§ What this task involves
Reproduce every one of the records below line for line, changing nothing.

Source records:
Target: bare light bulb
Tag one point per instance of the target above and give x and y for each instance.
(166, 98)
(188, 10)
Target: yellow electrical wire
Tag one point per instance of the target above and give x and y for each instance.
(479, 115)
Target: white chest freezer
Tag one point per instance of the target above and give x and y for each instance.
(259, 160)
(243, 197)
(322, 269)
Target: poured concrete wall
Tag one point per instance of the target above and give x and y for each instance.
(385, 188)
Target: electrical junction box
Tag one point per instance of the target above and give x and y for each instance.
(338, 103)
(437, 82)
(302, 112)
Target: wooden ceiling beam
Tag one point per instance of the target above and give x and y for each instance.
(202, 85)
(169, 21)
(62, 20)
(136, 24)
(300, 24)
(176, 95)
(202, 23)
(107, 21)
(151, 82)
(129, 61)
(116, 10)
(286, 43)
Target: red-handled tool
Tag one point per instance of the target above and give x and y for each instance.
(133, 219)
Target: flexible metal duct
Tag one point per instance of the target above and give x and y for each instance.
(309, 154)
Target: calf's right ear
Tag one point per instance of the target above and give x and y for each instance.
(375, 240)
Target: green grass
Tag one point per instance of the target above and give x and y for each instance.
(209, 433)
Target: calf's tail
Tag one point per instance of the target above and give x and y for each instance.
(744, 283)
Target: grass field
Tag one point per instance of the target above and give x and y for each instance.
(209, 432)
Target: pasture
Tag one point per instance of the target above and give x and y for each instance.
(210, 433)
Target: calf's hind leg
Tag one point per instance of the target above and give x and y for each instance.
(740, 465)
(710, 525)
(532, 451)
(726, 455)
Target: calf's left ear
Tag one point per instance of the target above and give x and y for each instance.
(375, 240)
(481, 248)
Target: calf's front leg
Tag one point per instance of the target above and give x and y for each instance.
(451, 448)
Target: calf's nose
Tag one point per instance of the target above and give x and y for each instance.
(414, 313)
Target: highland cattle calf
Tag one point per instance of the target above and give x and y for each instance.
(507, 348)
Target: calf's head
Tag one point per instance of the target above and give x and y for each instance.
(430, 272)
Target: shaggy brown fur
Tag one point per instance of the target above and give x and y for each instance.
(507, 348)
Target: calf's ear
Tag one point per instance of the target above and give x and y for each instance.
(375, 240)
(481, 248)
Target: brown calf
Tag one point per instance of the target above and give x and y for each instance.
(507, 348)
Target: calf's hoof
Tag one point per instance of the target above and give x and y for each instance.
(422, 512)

§ Worked solution
Target: bare light bulb
Tag one point per instance of the target above and give x and y for each instance.
(166, 98)
(188, 10)
Target: yellow electrical wire
Tag one point per instance of the target above and give x and y for each instance.
(479, 115)
Target: white chest freezer
Tag one point per instance of the target above and give x and y for each instance.
(259, 160)
(243, 197)
(322, 269)
Target: poured concrete wall
Tag one point per instance of the target above and give x and y for each instance.
(385, 188)
Target: electrical junction box
Tag one point per instance of the target above and give x and y for each instance.
(338, 103)
(437, 82)
(302, 112)
Target: wooden ceiling beam
Tag one point per instance of the target above and give x and y for each instance.
(202, 85)
(169, 21)
(62, 20)
(136, 24)
(300, 24)
(176, 95)
(202, 23)
(107, 21)
(151, 82)
(129, 61)
(116, 10)
(286, 43)
Target: red-handled tool
Tag one point per instance of the target above and give x and y for each instance.
(133, 219)
Target: flexible metal duct
Tag one point per instance of the target above and give x and y for each instance.
(309, 154)
Target: calf's right ear
Tag one point per instance of the target above and give x and y for each instance.
(375, 240)
Target: green grass
Tag one point per instance of the target above and give x and y for each instance.
(209, 433)
Target: calf's tail
Tag one point per instance of the target above and give x and y for each instance.
(744, 283)
Target: grass field
Tag one point per instance of the target above and give x and y for each instance.
(209, 432)
Target: pasture
Tag one point per instance of the target above and give x and y for each instance.
(210, 433)
Target: calf's hind leg
Tag one point per instance of the target above and give x and y for each instance.
(740, 465)
(710, 525)
(532, 451)
(726, 455)
Target: calf's left ear
Tag one point per instance of the target above and give x and y for each instance.
(375, 240)
(481, 248)
Target: calf's front leg
Tag one point per instance of the target above and give x and y for each instance.
(451, 448)
Target: calf's nose
Tag one point per instance of the target above and give x and y for each instance.
(414, 313)
Target: highland cattle calf
Tag one point per instance of the target above and give x and y for each instance.
(507, 348)
Target: calf's head
Tag one point per instance of the target above and give x and y for each instance.
(430, 272)
Target: shaggy brown fur
Tag one point per instance of the target above and give x and y for each instance.
(507, 348)
Target: calf's ear
Tag one point per instance of the target above and give x and y for each instance.
(375, 240)
(481, 248)
Target: brown calf
Tag one point per instance of the target above and give x and y for each instance.
(507, 348)
Target: calf's hoof
Tag one point per instance of the target above and give x and y for each instance.
(422, 512)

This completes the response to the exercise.